Using the information:
- 1) In the regex notebook, do these statements agree with the text? (a) The '\s' pattern matches any whitespace character. (b) The findall method extracts only the first occurrence of the pattern. (c) Adding a '+' at the end makes the pattern match at least one space. Answer yes or no for each and quote the words of the text that decide it.
- 2) According to the regex notebook, which library does it use for web scraping?
- 3) Reproduce the part of the regex notebook that starts at "Here the '\s'" and ends at "characters as well.".

Source text:
◆ ◆ ◆ ◆ ◆
This notebook covers:
* Regex basics
* Web scraping with BeautifulSoup
Link tham khảo
link dưới đây:
1. https://www.w3schools.com/python/python_regex.asp
2. https://regex101.com/
3. https://regexlearn.com/learn/regex101
4. https://www.crummy.com/software/BeautifulSoup/bs4/doc/

? là tìm phần thích hợp ngắn nhất có thể chứ ko phải tìm lặp 0 hoặc 1 lần như trong w3school

In [None]:
import pandas as pd
import numpy as np

## Regular expressions

In [None]:
from IPython.display import Image

I have talked about some basic regex functionality which is taken from this excellent post

https://www.machinelearningplus.com/python/python-regex-tutorial-examples/

In [1]:
import re

In [None]:
Image("../imgs/regex.png")

A regex pattern is a special language used to represent generic text, numbers or symbols so it can be used to extract texts that conform to that pattern.

Here the '\s' matches any whitespace character. By adding a '+' notation at the end will make the pattern match at least 1 or more spaces. So, this pattern will match even tab '\t' characters as well.

In [2]:
regex = re.compile('\s+')

**Splitting a string using regex**

In [3]:
text = "Hello World.   Regex is awesome"

In [4]:
" ".join(text.split())

'Hello World. Regex is awesome'

In [5]:
regex.split(text)

['Hello', 'World.', 'Regex', 'is', 'awesome']

Another way but regex is generally the better one

In [7]:
re.split('\s+', text)

['Hello', 'World.', 'Regex', 'is', 'awesome']

**re.findall**

the findall method extracts all occurrences of the pattern

 `'\d'` is a regular expression which matches any digit

In [8]:
text = "101 howard street, 246 mcallister street"
◆ ◆ ◆ ◆ ◆
Stored data:
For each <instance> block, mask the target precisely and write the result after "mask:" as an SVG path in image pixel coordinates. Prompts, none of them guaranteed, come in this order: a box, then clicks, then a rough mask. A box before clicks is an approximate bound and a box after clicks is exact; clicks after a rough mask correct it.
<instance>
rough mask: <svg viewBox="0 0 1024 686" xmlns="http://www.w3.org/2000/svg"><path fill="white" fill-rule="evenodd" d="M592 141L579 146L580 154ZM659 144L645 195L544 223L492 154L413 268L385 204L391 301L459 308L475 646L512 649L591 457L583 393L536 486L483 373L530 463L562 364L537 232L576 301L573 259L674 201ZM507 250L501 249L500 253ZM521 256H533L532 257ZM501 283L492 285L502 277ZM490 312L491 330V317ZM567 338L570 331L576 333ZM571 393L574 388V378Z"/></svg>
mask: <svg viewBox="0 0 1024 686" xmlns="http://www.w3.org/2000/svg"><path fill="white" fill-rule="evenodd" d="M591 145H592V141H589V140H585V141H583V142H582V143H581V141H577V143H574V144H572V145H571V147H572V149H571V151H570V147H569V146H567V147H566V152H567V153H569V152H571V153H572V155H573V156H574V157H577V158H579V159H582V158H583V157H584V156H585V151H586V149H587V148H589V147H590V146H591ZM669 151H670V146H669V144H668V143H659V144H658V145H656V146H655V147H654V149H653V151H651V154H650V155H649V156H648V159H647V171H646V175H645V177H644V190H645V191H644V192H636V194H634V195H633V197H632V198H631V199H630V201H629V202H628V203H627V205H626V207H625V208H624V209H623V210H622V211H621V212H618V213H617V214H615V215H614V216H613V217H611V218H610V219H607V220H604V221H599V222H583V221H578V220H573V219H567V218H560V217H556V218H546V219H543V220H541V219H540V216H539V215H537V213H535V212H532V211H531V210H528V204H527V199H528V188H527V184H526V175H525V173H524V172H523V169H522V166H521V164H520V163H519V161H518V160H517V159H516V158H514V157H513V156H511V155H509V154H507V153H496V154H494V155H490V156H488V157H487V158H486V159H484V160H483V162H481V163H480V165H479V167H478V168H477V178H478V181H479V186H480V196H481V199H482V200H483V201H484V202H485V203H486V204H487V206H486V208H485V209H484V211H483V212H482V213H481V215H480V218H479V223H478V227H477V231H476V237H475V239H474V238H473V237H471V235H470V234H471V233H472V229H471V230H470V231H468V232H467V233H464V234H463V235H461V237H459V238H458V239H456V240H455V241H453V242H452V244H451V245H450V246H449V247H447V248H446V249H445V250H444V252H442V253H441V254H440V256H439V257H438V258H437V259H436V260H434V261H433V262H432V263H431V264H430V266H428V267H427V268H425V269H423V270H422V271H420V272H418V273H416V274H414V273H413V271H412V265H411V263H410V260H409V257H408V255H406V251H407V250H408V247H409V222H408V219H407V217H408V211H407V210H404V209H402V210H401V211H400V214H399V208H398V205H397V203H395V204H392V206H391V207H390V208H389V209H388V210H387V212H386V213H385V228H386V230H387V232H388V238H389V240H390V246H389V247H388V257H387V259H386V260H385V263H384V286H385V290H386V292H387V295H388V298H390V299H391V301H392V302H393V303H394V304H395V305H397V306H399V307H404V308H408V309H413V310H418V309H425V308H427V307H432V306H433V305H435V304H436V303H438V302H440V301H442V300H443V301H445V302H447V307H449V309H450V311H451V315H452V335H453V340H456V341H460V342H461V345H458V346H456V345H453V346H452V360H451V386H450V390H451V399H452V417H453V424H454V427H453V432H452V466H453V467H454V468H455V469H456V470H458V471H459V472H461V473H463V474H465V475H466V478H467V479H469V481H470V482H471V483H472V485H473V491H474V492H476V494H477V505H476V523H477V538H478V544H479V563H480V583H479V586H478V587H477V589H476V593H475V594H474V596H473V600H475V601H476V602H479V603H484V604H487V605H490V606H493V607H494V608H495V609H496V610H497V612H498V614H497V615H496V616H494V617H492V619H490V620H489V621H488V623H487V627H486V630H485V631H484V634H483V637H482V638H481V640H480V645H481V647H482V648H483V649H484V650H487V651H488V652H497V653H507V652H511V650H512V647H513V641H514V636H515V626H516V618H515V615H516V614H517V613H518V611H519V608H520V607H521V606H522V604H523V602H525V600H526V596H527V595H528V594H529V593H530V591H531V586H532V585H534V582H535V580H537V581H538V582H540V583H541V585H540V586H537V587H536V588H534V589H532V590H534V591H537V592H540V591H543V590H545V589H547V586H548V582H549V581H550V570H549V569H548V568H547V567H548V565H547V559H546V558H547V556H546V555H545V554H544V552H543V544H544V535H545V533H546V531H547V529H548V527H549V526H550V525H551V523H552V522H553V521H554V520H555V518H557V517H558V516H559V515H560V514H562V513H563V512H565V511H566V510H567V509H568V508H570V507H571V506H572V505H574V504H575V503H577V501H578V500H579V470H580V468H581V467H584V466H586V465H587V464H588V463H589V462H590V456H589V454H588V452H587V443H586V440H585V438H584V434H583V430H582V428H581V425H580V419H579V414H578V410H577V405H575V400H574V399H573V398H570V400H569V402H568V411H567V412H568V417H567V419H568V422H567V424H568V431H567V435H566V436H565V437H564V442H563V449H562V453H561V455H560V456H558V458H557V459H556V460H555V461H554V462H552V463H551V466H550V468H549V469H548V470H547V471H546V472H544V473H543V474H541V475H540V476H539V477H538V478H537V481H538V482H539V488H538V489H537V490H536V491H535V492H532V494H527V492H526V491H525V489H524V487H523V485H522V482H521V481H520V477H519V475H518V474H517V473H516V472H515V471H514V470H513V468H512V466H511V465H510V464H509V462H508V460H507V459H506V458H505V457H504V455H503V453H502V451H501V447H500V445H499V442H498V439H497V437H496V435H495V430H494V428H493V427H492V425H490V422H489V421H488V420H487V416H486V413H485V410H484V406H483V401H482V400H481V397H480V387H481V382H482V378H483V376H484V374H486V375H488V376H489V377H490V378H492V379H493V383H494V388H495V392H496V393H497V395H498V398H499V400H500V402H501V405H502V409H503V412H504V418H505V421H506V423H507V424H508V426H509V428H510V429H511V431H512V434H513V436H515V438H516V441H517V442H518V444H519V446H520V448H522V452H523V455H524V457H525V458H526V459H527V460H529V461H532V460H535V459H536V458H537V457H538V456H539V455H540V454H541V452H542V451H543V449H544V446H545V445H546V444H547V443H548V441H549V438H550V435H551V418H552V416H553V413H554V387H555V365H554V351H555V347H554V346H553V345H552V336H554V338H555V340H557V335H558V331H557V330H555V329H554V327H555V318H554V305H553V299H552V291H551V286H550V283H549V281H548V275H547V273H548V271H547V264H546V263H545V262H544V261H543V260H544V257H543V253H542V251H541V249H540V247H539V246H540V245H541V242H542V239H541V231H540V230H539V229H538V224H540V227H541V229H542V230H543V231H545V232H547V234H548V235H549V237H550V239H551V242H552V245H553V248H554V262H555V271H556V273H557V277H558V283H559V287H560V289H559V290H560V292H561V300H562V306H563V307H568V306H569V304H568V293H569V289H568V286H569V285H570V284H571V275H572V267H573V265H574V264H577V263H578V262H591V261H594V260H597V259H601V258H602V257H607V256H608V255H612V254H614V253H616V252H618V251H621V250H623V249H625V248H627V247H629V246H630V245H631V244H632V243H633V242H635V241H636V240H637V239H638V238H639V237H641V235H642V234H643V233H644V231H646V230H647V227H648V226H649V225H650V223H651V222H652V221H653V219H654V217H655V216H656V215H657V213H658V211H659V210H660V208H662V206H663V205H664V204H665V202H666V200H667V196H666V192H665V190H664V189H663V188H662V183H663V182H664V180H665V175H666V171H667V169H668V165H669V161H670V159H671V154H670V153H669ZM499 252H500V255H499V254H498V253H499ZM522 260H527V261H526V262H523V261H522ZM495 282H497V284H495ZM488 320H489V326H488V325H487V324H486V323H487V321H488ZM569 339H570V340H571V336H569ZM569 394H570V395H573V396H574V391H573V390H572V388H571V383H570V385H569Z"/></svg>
◆ ◆ ◆ ◆ ◆
Exercise results:
- 1)
(a) Yes: "Here the '\s' matches any whitespace character."
(b) No: "the findall method extracts all occurrences of the pattern"
(c) Yes: "By adding a '+' notation at the end will make the pattern match at least 1 or more spaces."

- 2) BeautifulSoup.

- 3)
Here the '\s' matches any whitespace character. By adding a '+' notation at the end will make the pattern match at least 1 or more spaces. So, this pattern will match even tab '\t' characters as well.